• [EJERCICIOS]:
**1)** Resume en dos oraciones el texto sobre el wokeísmo.
**2)** Copia tal cual, del texto sobre el wokeísmo, todo lo que va desde "Dos comentarios sobre" hasta "eminencia en Derecho.".

##### TEXTO DADO

Dos comentarios sobre el wokeísmo

Woke’ (estar ‘despierto/a’ en inglés) puede entenderse como el equivalente en inglés de “progre”. En resumen, se refiere a quien es consciente de los problemas sociales y políticos. Sin embargo, desde la izquierda puede hacerse una crítica de ese “estar alertas” que parece olvidar asuntos como clase, capital, y otros asuntos ¿esenciales? Desde esa perspectiva ofrecemos estos dos acercamientos al concepto de parte de Alejandro Carpio.

En Rojo

 

  1. “Norman Finkelstein, el wokeismo y mi paseo por Coney Island”

Tuve la oportunidad de conocer a Finkelstein la semana pasada. Se trata de un erudito valioso que es además un extraordinario prosista. Es pana de Chomsky y quizás el más prominente investigador acerca del tema de Gaza, además de una eminencia en Derecho.

Me leí su último libro, que trata sobre el wokeismo, el año pasado. Como vengo siguiéndole la pista a este fenómeno (que codifico, quizás incorrectamente, como religioso) y conocía el trabajo de Finkelstein, me provocó una alegría enorme leerlo. Es una amalgama de erudición profunda (sobre todo me impresionó su manejo de la obra de Du Bois, a quien admira y leyó con atención) y humor; un humor irreverente y en ocasiones “incorrecto”.

En algunas de las entrevistas que ha hecho sobre este libro ha hablado de las dos izquierdas actuales (las llama “true” y “fake”, respectivamente), pero cuando conversamos la semana pasada en el paseo tablado de Coney Island intentó darle forma a un término para referirse a la verdadera izquierda que me gustó más: pululaba entre “Old New Left” y “New Old Left”, la izquierda que se aleja del wokeismo y que no claudica a la mirada centrada en clase social.

Como ejemplo para distinguir las dos izquierdas, Finkelstein ha señalado cómo la campaña de Sanders (el único movimiento presidencial de izquierda que ha tenido posibilidades de ganar en USA) fue boicoteada precisamente por los woke (marionetas en este caso del DNC), que calificaron a Sanders de “macho blanco racista”, de la nada y por sus pantalones. Lo mismo sucedió con Corbyn en Inglaterra, solo que se le añadió el epíteto de “antisemita”.

Cuando llegó el momento de la verdad, las figuras más asociadas con el wokeismo atacaron a Sanders y se fueron “with her”, con Hillary Clinton, como se puede constatar haciendo una búsqueda en Google. Ahora mismo es evidente en el contexto de otro “momento de la verdad”: con notables excepciones (Ta-Nehisi Coates y Butler), la mayoría de los celebrities del wokeismo han callado en medio de un genocidio racista financiado por el gobierno de Estados Unidos y que ha asesinado miles y miles de mujeres. Incluso Kendi (a quien yo distingo sustancialmente de DiAngelo) ha sido tímido en sus denuncias.

##########
##### DATOS GUARDADOS

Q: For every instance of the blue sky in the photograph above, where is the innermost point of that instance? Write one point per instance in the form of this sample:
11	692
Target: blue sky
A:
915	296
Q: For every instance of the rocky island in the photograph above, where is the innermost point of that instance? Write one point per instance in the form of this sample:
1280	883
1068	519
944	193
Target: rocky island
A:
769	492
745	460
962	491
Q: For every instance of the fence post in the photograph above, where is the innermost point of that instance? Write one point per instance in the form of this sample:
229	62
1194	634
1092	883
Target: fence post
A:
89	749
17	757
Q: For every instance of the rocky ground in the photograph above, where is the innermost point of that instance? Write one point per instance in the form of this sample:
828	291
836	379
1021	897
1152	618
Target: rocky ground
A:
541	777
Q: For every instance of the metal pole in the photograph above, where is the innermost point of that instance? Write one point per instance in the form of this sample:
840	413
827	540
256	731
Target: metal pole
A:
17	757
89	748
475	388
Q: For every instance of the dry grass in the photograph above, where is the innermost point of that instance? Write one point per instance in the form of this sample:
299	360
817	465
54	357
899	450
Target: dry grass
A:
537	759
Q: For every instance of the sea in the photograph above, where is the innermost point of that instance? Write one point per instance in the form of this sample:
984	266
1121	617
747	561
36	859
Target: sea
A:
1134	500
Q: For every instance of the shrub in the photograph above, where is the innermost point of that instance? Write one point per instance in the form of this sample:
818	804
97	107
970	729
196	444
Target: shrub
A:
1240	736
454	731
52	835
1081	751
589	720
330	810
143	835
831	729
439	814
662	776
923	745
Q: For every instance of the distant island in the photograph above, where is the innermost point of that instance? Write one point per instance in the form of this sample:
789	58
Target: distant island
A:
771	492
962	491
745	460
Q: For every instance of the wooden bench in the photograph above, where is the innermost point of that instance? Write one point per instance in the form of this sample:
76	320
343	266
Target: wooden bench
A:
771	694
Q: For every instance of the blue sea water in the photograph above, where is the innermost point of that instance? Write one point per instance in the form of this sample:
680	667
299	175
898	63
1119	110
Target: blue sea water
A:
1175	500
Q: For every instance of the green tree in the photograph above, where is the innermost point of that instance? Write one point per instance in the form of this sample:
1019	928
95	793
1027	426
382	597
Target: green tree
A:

##########

• [RESPUESTAS EN ORDEN]:
**1)** El texto ofrece dos comentarios de Alejandro Carpio que critican el wokeísmo desde la izquierda, pues ese "estar alertas" parece olvidar asuntos como la clase y el capital. En el primero se narra un encuentro con Norman Finkelstein, cuyo libro sobre el wokeísmo se elogia, y se recoge su distinción entre una izquierda verdadera centrada en la clase social y otra falsa, ilustrada por el boicot de los woke a la campaña de Sanders y lo sucedido con Corbyn en Inglaterra.

**2)**
Dos comentarios sobre el wokeísmo

Woke’ (estar ‘despierto/a’ en inglés) puede entenderse como el equivalente en inglés de “progre”. En resumen, se refiere a quien es consciente de los problemas sociales y políticos. Sin embargo, desde la izquierda puede hacerse una crítica de ese “estar alertas” que parece olvidar asuntos como clase, capital, y otros asuntos ¿esenciales? Desde esa perspectiva ofrecemos estos dos acercamientos al concepto de parte de Alejandro Carpio.

En Rojo

 

  1. “Norman Finkelstein, el wokeismo y mi paseo por Coney Island”

Tuve la oportunidad de conocer a Finkelstein la semana pasada. Se trata de un erudito valioso que es además un extraordinario prosista. Es pana de Chomsky y quizás el más prominente investigador acerca del tema de Gaza, además de una eminencia en Derecho.